WHAT NEEDS TO BE DONE: Skip the pictures and give back the rest of the listing exactly.

TASK INPUT:
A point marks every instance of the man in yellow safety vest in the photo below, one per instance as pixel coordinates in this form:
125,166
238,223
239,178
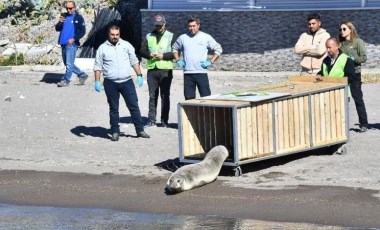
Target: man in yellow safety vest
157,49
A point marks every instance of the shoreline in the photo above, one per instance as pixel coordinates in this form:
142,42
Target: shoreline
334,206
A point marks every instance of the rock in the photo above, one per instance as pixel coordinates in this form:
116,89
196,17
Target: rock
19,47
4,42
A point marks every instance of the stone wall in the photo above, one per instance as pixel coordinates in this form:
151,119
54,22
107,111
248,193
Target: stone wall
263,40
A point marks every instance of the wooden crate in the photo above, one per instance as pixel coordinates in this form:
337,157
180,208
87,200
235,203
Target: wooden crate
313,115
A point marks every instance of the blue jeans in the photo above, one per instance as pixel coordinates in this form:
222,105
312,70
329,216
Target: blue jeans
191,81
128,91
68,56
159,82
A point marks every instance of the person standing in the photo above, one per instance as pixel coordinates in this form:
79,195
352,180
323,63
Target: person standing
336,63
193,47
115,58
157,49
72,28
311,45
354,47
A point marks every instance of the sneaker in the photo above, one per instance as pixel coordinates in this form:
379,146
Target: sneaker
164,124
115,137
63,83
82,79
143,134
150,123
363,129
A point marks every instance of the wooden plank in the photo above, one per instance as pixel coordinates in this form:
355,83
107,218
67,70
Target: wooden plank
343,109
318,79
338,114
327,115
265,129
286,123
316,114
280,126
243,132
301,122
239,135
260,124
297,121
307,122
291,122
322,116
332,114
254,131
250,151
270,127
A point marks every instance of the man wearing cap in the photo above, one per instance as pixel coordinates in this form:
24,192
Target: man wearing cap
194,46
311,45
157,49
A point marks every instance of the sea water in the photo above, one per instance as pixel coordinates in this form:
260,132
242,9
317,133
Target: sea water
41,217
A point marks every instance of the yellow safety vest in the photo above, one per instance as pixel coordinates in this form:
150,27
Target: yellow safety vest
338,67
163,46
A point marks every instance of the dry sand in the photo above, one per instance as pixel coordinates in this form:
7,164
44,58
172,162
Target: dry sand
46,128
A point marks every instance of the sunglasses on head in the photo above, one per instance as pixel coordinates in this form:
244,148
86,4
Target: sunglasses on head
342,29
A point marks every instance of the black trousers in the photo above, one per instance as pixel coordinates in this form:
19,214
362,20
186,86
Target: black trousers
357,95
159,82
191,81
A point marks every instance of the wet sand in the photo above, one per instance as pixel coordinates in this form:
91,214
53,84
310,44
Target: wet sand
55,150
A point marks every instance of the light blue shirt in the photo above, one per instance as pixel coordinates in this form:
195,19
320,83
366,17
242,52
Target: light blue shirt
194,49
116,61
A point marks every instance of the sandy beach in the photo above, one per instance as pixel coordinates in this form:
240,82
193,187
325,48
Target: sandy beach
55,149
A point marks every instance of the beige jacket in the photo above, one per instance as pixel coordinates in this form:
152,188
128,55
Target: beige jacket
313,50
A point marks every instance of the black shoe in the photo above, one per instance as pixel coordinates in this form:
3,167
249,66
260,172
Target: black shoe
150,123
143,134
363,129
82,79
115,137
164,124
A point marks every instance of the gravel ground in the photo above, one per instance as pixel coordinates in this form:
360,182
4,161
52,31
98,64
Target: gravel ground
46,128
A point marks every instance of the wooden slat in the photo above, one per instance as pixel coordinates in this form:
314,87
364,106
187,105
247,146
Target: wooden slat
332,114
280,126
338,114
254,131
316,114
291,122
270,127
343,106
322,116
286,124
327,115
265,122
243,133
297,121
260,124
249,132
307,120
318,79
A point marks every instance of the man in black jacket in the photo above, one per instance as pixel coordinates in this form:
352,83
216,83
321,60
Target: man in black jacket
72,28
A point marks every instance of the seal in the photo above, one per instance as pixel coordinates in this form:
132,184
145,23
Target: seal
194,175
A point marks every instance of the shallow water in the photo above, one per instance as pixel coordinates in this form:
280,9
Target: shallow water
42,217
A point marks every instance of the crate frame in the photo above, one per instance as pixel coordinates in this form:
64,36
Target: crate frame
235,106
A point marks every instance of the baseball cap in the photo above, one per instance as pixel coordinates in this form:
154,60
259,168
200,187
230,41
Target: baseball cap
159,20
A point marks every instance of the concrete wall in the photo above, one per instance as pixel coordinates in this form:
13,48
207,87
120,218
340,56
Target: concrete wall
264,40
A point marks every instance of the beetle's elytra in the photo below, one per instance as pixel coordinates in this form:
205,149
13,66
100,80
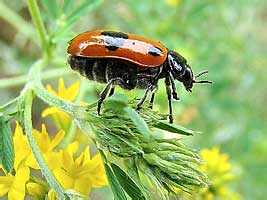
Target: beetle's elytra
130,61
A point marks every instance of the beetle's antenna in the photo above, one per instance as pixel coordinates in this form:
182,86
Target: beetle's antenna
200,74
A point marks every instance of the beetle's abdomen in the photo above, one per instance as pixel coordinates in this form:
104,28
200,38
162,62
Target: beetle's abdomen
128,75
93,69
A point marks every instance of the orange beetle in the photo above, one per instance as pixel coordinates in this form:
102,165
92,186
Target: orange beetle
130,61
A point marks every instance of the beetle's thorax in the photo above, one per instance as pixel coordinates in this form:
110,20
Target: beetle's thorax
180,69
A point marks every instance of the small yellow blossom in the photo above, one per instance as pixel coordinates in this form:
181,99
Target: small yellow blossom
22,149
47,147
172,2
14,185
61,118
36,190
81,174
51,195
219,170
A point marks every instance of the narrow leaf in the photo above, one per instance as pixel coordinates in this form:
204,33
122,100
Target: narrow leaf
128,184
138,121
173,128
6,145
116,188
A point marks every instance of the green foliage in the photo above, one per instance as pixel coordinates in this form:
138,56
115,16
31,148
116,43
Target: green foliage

YOUR SOLUTION:
A point marks every instance of the man in yellow safety vest in the photo below, one per instance as pixel coordinates in this form:
125,166
238,223
239,178
Target: man in yellow safety vest
157,49
A point marks every instance of the shoreline in the photo above, one per instance as pixel coordinates in this form:
142,42
Target: shoreline
334,206
A point marks every instance of the rock in the photo above, one per instance as pixel coordinates in this form:
116,89
196,17
Target: rock
19,47
4,42
A point marks every instance of the stone wall in the photo above, one per instance as pixel coordinates in this form:
151,119
54,22
107,111
248,193
Target: stone wall
263,40
A point marks every instance of the wooden crate in the photo above, one per instance as pixel coordinates in this form:
337,157
180,208
87,200
235,203
Target: wooden crate
313,115
A point marks every instance of the blue jeans in the photo above, one per instance as pixel coordinates in this form:
222,105
312,70
329,216
Target: blue jeans
191,81
128,91
68,56
159,82
A point marks every instance of the person standing in the photo above, one per instance as pixel coordinates in this form:
79,195
352,180
323,63
Target: person standing
336,63
193,47
115,58
157,49
72,28
311,45
354,47
A point marks every instance of the sneaker in the photo above, one per instance as pixel coordinates in this form:
379,146
Target: sneaker
164,124
115,137
63,83
82,79
143,134
150,123
363,129
A point marks every instance of the wooden plank in the photo above, one per instance as pixel coordinates in this form:
355,83
107,218
67,70
Target: wooden plank
343,109
318,79
338,114
327,115
265,129
286,123
316,114
280,126
243,132
301,122
239,135
260,124
297,121
307,122
291,122
322,116
332,114
254,131
250,151
270,127
A point marks every instance of the man wearing cap in the photo above, one per instance as pixel coordinates in this form:
24,192
Target: man wearing cap
194,46
311,45
157,49
A point marks every instance of the sea water in the photo above, one per instance as pixel coordinates in this form:
260,132
242,9
317,133
Target: sea water
41,217
A point marks every instance of the yellow safety vest in the photo above, one per instance as pixel coordinates in this form:
150,27
Target: yellow safety vest
338,67
163,46
A point marks every instance of the dry sand in the photo above, one per instance as pixel coordinates in this form:
7,164
44,58
172,162
Target: dry sand
46,128
A point marks every instance of the sunglasses on head in the photo above, one per instance as pixel coordinates in this form:
244,148
86,4
Target: sunglasses on head
342,29
A point marks every instance of the black trousers in the photo above, one per instance as pixel coordinates in this form:
19,214
362,20
186,86
Target: black trousers
357,95
159,82
191,81
A point marks every instance of the wet sand in the photo above, one per instance as pixel coordinates in this form:
91,214
53,84
310,44
Target: wet sand
55,150
A point marks every instance of the light blue shirt in the photo above, one per instance as pixel coordinates in this form:
195,19
320,83
366,17
242,52
Target: light blue shirt
194,49
116,61
A point marks every instance of the sandy beach in the photo above, one per instance as pixel coordinates in this form:
240,82
193,187
325,48
Target: sandy beach
55,149
A point marks every instance of the beige jacket in the photo above, one per instance as pixel coordinates in this form:
152,188
128,55
Target: beige jacket
313,50
A point marks every instance of the black shoe in the photo above, one per instance as pixel coordinates in this form:
3,167
249,66
260,172
Target: black shoe
150,123
143,134
363,129
82,79
115,137
164,124
A point marks every instance of the gravel ground in the photo above, one per instance as pixel coordinates in this form:
360,182
4,161
52,31
98,64
Target: gravel ground
46,128
A point marks every instance of the wooden slat in the photo above, one per instance as pixel coordinates in this form:
314,87
364,106
187,105
247,146
Target: wooden slat
332,114
280,126
338,114
254,131
316,114
291,122
270,127
343,106
322,116
286,124
327,115
265,122
243,133
297,121
260,124
249,132
307,120
318,79
A point marks every instance of the man in black jacket in the photo above, one per instance as pixel coordinates in this form:
352,83
216,83
321,60
Target: man in black jacket
72,28
A point marks every instance of the seal in the photo above, one per instance as pixel coordinates in this form:
132,184
145,23
Target: seal
194,175
A point marks every instance of the shallow water in the photo above, one per instance as pixel coordinates in this form:
280,9
Target: shallow water
42,217
A point marks every instance of the crate frame in the photo above, one per instance as pixel coordinates in this form:
64,36
Target: crate frame
235,106
A point marks every instance of the baseball cap in the photo above, one per instance as pixel coordinates in this form:
154,60
259,168
200,187
230,41
Target: baseball cap
159,20
A point marks every instance of the concrete wall in the photo above, one per instance as pixel coordinates in this form:
13,48
207,87
120,218
340,56
Target: concrete wall
264,40
A point marks every instance of the beetle's elytra in the photo below, one per instance as pixel coordinates in this form:
205,149
13,66
100,80
Target: beetle's elytra
130,61
A point marks every instance of the beetle's antenna in the photo above, one per instance as pixel coordinates in this form:
182,86
Target: beetle's antenna
200,74
A point marks every instance of the beetle's abdomen in the photo above, one per instance as pixel coordinates in this form:
104,28
200,38
162,62
Target: beetle's abdomen
128,75
93,69
A point marks every instance of the orange beetle in the photo above, one per instance as pixel coordinates in this form:
102,165
92,186
Target: orange beetle
130,61
A point marks every instance of the beetle's thorax in the photo above, one per instance as pixel coordinates in this form:
110,20
Target: beetle's thorax
180,69
A point marks every instance of the small yellow blossom in the photo above, one per instance as pixel coordinates in this form:
181,99
Target: small yellow blossom
22,149
47,147
172,2
14,185
61,118
36,190
81,174
51,195
219,170
A point marks every instance of the narrow leaf in the photo above, one per instance as pixel coordinates in this form:
204,33
122,100
Target: narrow leaf
128,184
138,121
173,128
6,145
116,188
A point marks every instance of the green foliage in the photo above, one per instance as pixel coordinates in this form:
138,56
115,16
31,148
116,43
Target: green foliage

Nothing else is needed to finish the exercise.